• _INSTRUCTIONS FOR THE TASK_
Set down a precise copy of the whole listing.

• _MATERIAL SUPPLIED_
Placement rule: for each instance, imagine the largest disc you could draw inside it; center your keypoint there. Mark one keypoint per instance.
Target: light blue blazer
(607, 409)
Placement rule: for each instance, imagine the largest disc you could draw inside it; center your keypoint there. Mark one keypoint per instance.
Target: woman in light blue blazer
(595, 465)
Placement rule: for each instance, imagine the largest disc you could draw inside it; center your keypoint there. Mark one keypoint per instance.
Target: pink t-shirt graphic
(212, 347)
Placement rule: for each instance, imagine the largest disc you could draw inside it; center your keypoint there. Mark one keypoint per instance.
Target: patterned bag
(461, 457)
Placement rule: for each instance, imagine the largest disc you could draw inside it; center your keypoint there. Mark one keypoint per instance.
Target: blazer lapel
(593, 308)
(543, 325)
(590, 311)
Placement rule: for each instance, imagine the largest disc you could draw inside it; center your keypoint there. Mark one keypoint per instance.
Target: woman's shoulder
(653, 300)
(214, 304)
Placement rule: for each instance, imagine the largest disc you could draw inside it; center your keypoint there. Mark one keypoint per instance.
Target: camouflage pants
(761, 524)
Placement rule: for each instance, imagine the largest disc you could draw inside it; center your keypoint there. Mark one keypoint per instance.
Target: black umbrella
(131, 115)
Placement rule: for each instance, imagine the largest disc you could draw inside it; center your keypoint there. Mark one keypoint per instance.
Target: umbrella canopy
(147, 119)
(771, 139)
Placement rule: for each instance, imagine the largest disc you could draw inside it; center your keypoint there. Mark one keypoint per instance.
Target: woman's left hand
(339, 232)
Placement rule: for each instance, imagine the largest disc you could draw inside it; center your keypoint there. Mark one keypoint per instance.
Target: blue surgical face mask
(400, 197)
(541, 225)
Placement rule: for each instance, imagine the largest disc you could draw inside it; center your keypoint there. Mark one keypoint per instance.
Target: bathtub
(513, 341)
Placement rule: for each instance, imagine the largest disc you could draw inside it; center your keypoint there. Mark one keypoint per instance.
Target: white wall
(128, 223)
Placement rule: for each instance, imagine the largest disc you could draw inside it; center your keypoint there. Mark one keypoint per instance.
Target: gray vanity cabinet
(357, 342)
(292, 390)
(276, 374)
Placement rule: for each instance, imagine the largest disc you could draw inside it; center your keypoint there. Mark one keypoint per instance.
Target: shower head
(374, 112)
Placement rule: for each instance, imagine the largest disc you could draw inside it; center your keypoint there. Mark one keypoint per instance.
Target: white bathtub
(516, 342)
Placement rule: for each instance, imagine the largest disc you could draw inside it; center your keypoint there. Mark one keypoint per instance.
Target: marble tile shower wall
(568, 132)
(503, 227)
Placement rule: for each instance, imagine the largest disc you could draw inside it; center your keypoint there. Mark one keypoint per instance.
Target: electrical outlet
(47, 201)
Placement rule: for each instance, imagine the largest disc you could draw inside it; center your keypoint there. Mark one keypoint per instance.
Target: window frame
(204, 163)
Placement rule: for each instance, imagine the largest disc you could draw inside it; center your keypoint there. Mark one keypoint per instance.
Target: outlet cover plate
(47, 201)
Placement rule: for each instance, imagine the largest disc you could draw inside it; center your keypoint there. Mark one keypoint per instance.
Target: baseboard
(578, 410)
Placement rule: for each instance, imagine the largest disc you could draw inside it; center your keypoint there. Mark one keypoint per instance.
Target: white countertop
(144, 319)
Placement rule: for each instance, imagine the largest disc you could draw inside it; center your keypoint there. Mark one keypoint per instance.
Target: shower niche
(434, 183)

• _RESULT_
Placement rule: for each instance, imagine the largest disc you could draw inside it; center your keypoint there. Mark one keypoint per instance.
Target: light blue blazer
(607, 409)
Placement rule: for each instance, imagine the largest disc you could draw inside it; center your keypoint there. Mark one keypoint per instance.
Target: woman in light blue blazer
(595, 465)
Placement rule: for each instance, imagine the largest disc you could draw inside it; center your keypoint there. Mark one keypoint per instance.
Target: pink t-shirt graphic
(212, 347)
Placement rule: for each instance, imagine the largest disc you could draw inside it; center your keypoint there. Mark one keypoint per instance.
Target: patterned bag
(461, 457)
Placement rule: for each instance, imagine the largest disc you could draw inside it; center your keypoint there. Mark one keypoint per instance.
Target: blazer lapel
(593, 308)
(543, 325)
(590, 311)
Placement rule: for each instance, imagine the largest disc you could draw inside it; center your keypoint there. Mark one keypoint per instance.
Target: woman's shoulder
(653, 300)
(214, 304)
Placement rule: for each instance, imagine the largest disc you could draw inside it; center your keypoint there. Mark one keypoint per instance.
Target: camouflage pants
(761, 524)
Placement rule: for each instance, imagine the largest disc you could draw inside it; center your keypoint there. Mark one keypoint per instance.
Target: black umbrella
(131, 115)
Placement rule: for each instance, imagine the largest disc you could draw inside it; center your keypoint there. Mark one keypoint per instance.
Target: umbrella canopy
(147, 119)
(771, 139)
Placement rule: for each instance, imagine the largest disc you could draw inside it; center your keypoint there. Mark one keypoint per instance.
Target: woman's left hand
(339, 232)
Placement rule: for each instance, imagine the largest disc you could draw inside it; center your keypoint there. Mark one keypoint per instance.
Target: blue surgical face mask
(400, 197)
(541, 225)
Placement rule: for each instance, imagine the largest disc you could draw inside it; center your keypoint there. Mark one keypoint per instance.
Target: bathtub
(513, 341)
Placement rule: for each instance, imagine the largest disc you could draw inside it; center your keypoint there. Mark one keypoint per instance.
Target: white wall
(128, 223)
Placement rule: for each instance, imagine the largest disc you could draw inside it; center your keypoint there. Mark one keypoint per instance.
Target: gray vanity cabinet
(357, 342)
(292, 390)
(276, 374)
Placement rule: for each instance, imagine the largest disc you could draw inside it; center your keypoint there. Mark one keypoint per instance.
Target: shower head
(374, 112)
Placement rule: for each instance, imagine the largest disc you could draw inside it; center your keypoint there. Mark one keypoint per instance.
Target: white bathtub
(516, 342)
Placement rule: for each instance, imagine the largest disc you could draw inside it; center your keypoint there. Mark one keypoint per instance.
Target: marble tile shower wall
(568, 132)
(503, 227)
Placement rule: for each instance, imagine the largest disc you could draw inside it; center your keypoint there. Mark one keypoint per instance.
Target: electrical outlet
(47, 201)
Placement rule: for each instance, imagine the largest disc you could draw inside it; center your keypoint there. Mark one keypoint per instance.
Target: window frame
(204, 163)
Placement rule: for each instance, imagine the largest disc you could draw inside it; center your keypoint there. Mark one keypoint per instance.
Target: outlet cover plate
(47, 201)
Placement rule: for each instance, imagine the largest disc you could draw inside it; center your keypoint there. Mark one keypoint per instance.
Target: baseboard
(578, 410)
Placement rule: for each instance, imagine the largest disc you could draw inside it; center your keypoint there. Mark one keypoint per instance.
Target: white countertop
(144, 319)
Placement rule: for each instance, imagine the largest disc you could draw inside it; center your keypoint there. Mark one keypoint per instance.
Target: shower niche
(434, 183)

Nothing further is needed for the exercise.